*Job item*:
Pull out each line in the entries below that contains the string "positive". Case counts.

*Records for the task*:
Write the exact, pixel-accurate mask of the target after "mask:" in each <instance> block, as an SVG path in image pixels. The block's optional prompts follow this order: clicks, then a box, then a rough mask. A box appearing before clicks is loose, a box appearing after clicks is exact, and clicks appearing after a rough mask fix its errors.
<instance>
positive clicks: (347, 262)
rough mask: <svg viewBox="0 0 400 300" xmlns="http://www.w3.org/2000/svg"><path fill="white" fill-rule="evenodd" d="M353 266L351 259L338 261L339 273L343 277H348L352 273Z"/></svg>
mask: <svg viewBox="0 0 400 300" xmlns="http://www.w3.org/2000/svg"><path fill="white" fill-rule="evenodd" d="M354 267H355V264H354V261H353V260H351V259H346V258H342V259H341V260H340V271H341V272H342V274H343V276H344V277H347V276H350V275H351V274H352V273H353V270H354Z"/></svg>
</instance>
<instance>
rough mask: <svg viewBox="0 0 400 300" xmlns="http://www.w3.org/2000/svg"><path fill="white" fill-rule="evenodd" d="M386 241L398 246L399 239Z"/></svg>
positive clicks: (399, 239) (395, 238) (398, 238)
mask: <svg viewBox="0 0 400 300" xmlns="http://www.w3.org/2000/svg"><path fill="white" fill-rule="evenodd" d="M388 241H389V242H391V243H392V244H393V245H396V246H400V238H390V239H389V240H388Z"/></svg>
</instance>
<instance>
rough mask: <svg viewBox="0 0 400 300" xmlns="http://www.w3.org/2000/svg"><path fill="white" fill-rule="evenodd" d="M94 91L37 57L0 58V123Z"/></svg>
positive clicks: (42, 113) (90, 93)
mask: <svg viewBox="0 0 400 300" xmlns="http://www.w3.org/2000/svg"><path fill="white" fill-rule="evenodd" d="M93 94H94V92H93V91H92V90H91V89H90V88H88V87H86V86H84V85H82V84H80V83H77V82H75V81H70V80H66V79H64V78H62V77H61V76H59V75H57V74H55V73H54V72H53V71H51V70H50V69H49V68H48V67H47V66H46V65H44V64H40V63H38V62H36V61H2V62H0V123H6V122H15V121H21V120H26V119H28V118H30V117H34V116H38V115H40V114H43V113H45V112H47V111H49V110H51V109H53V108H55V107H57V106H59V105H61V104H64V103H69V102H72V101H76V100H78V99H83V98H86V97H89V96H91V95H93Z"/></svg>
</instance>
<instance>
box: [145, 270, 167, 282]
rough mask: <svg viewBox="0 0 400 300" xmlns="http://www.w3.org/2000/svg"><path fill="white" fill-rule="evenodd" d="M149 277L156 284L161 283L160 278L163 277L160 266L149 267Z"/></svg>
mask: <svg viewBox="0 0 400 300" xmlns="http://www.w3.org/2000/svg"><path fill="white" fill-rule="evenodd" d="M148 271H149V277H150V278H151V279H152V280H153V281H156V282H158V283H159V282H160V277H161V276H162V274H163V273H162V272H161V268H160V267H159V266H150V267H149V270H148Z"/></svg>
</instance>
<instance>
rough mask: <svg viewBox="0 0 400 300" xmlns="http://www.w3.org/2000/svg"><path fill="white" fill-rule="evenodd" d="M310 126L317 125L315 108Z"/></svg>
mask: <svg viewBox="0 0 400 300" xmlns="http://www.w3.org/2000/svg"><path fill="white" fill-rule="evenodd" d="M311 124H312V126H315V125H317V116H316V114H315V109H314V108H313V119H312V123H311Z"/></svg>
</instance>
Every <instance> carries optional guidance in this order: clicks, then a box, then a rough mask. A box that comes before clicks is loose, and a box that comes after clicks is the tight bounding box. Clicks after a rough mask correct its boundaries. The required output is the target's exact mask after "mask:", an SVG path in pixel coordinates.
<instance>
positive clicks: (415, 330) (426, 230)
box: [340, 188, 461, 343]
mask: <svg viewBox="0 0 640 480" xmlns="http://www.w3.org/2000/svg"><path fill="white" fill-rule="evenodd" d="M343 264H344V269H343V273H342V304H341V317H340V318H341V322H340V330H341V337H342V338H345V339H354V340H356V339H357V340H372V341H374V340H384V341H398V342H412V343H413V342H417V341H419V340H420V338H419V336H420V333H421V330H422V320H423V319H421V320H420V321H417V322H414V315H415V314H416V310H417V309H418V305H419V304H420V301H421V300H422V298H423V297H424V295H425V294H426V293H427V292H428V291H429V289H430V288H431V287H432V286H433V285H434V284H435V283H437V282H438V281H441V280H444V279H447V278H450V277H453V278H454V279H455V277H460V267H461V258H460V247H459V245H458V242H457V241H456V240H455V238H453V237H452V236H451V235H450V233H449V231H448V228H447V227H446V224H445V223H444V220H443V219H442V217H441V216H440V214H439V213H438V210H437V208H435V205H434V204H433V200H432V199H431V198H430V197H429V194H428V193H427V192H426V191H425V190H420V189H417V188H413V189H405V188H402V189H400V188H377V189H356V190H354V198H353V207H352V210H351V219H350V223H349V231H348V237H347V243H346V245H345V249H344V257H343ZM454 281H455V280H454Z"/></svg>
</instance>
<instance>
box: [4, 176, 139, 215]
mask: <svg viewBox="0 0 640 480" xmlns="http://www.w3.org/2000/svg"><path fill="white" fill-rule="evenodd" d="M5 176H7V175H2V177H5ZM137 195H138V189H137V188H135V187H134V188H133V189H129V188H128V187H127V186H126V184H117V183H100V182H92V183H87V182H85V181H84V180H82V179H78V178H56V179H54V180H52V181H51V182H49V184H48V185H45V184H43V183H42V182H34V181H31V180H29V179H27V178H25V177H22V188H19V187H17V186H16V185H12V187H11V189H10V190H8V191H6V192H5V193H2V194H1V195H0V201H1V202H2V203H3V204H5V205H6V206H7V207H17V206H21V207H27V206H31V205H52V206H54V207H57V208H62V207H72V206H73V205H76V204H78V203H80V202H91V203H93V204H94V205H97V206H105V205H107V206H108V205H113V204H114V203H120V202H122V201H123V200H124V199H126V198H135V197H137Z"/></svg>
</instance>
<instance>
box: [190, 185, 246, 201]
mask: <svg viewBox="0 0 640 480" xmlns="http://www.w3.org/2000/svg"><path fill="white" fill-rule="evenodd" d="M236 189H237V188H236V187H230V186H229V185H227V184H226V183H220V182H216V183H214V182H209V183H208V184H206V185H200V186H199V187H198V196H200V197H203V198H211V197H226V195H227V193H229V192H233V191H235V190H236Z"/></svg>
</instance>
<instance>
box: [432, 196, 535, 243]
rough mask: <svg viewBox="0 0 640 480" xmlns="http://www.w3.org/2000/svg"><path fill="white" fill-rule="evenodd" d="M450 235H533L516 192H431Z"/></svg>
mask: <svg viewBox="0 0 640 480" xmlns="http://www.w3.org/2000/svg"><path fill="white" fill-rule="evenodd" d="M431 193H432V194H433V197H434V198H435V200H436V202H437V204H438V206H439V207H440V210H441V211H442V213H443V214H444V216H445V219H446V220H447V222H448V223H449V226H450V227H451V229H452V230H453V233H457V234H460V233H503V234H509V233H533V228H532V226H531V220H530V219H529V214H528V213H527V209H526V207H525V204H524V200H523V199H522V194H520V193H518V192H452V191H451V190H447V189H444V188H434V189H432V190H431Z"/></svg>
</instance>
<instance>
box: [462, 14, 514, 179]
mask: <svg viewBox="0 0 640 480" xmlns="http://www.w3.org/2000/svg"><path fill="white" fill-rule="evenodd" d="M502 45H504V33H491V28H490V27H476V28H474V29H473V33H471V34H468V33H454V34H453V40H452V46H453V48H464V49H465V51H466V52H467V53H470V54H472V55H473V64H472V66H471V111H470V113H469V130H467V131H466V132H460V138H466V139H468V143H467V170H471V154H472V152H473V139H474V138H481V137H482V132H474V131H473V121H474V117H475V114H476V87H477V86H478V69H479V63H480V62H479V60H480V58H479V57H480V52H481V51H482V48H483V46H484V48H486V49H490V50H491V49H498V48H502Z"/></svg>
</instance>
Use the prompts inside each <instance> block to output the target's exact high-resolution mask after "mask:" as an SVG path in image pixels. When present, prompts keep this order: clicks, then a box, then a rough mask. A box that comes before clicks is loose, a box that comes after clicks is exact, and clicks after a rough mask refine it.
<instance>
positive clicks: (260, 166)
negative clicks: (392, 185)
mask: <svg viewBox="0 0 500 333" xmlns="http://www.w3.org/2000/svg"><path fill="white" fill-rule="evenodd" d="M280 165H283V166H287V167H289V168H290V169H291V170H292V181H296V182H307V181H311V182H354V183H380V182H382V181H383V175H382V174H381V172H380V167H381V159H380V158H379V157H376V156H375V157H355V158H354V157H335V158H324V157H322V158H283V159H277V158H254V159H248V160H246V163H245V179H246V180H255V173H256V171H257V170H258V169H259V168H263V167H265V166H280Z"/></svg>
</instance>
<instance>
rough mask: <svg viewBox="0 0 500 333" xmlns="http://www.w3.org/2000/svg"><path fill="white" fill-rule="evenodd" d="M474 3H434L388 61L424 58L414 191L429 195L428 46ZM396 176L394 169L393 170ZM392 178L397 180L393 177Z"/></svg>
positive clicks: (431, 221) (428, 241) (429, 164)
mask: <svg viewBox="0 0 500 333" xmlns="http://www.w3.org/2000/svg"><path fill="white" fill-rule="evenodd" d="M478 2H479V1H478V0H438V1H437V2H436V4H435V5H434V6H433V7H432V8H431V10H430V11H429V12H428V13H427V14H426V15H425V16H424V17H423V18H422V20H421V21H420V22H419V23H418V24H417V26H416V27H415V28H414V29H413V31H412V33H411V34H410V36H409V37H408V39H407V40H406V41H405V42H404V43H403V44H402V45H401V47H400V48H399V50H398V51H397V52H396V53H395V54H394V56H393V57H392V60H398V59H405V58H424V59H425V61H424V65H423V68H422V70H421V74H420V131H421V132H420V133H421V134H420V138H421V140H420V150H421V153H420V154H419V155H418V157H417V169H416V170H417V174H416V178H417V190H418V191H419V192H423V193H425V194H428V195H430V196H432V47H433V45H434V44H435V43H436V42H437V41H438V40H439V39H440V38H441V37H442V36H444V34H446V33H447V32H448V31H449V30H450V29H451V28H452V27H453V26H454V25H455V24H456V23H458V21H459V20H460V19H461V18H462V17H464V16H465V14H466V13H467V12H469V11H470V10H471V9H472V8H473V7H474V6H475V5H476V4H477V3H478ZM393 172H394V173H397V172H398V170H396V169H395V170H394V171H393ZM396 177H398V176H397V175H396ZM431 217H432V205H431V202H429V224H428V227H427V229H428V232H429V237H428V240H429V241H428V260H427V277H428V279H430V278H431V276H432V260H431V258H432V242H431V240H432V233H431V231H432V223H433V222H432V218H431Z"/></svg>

*Result of the exercise*:
positive clicks: (347, 262)
positive clicks: (399, 239) (395, 238) (398, 238)
positive clicks: (42, 113) (90, 93)
positive clicks: (415, 330) (426, 230)
positive clicks: (260, 166)
positive clicks: (431, 221) (428, 241) (429, 164)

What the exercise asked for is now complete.